(DOCUMENT SECTION)

▬▬▬▬▬▬

By Matthew Continetti
Thursday, July 25, 2024
Even before 1:46 p.m. on Sunday, July 21, when
Joe Biden declared that he had changed his mind and would not be running for a
second term as president, the 2024 election cycle was filled with historical
rarities. Biden and Donald Trump were the two oldest major-party candidates
ever. They were also among the least popular. It was the first rematch of prior
nominees since 1956, and the first time since 1892 that the presumptive
nominees were a sitting and a former president. President Biden suffered from
the worst polling of any incumbent president since Jimmy Carter. And former
president Trump was polling better than any Republican in 20 years.
Then things got weird. On June 27, Trump and Biden held
the earliest presidential debate on record. Biden’s god-awful performance sent
the Democratic Party into a spiral. The subsequent three weeks were chaotic,
confusing, and acrimonious. Members of Congress called for Biden to withdraw
from the race. Donors withheld campaign funds. In one of the most influential
op-eds ever to be published in the New York Times, or anywhere
else, the actor George Clooney demanded that Biden retire. The president fought
back. He sat for interviews with ABC and NBC. He held a solo “big boy” press
conference. Nothing stopped the revolt.

▬▬▬▬▬▬

(RECORDS)
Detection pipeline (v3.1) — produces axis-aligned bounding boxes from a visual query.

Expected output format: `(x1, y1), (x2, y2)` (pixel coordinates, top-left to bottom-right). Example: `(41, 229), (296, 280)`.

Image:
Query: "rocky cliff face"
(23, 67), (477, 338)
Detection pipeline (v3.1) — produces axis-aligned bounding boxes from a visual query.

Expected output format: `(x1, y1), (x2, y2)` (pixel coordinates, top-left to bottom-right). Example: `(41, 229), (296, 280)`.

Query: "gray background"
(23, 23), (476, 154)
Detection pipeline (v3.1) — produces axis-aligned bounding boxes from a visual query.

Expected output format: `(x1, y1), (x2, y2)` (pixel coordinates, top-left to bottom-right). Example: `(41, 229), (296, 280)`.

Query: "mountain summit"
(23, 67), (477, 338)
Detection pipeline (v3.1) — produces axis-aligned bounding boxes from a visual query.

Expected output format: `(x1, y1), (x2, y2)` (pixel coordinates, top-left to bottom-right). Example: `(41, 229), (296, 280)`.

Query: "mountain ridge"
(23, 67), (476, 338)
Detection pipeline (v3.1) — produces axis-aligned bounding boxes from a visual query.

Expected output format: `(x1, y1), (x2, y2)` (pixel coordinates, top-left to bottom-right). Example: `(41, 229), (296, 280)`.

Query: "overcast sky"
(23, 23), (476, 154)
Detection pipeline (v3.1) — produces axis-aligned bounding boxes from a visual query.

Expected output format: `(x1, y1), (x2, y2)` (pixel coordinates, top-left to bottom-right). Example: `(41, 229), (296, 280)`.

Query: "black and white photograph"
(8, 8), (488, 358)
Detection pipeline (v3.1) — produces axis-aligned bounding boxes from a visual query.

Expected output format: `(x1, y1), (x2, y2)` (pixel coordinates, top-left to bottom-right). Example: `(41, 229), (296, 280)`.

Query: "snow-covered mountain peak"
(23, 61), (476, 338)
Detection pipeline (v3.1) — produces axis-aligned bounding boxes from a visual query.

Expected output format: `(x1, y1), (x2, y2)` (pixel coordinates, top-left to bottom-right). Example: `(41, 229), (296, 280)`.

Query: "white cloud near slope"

▬▬▬▬▬▬

(DIRECTIONS)
Reproduce the passage from the article on the 2024 election from "Then things got" up to and including "stopped the revolt.".

(SOLUTION FOR THIS PROBLEM)
Then things got weird. On June 27, Trump and Biden held
the earliest presidential debate on record. Biden’s god-awful performance sent
the Democratic Party into a spiral. The subsequent three weeks were chaotic,
confusing, and acrimonious. Members of Congress called for Biden to withdraw
from the race. Donors withheld campaign funds. In one of the most influential
op-eds ever to be published in the New York Times, or anywhere
else, the actor George Clooney demanded that Biden retire. The president fought
back. He sat for interviews with ABC and NBC. He held a solo “big boy” press
conference. Nothing stopped the revolt.